* **Stated goal**
Please rewrite every line of the entries below in full. Multiply each x and y coordinate in the answers by 1.55 and round to the nearest whole number, halves up, while keeping the sample coordinates in the entry wording unchanged and leaving the pictures out.

* **The input**

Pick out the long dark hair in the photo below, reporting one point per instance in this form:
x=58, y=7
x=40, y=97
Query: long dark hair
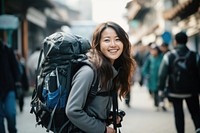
x=124, y=64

* **Exercise solution**
Pick out the long dark hair in the photo below, reporting one point per instance in this form:
x=58, y=7
x=40, y=97
Query: long dark hair
x=192, y=99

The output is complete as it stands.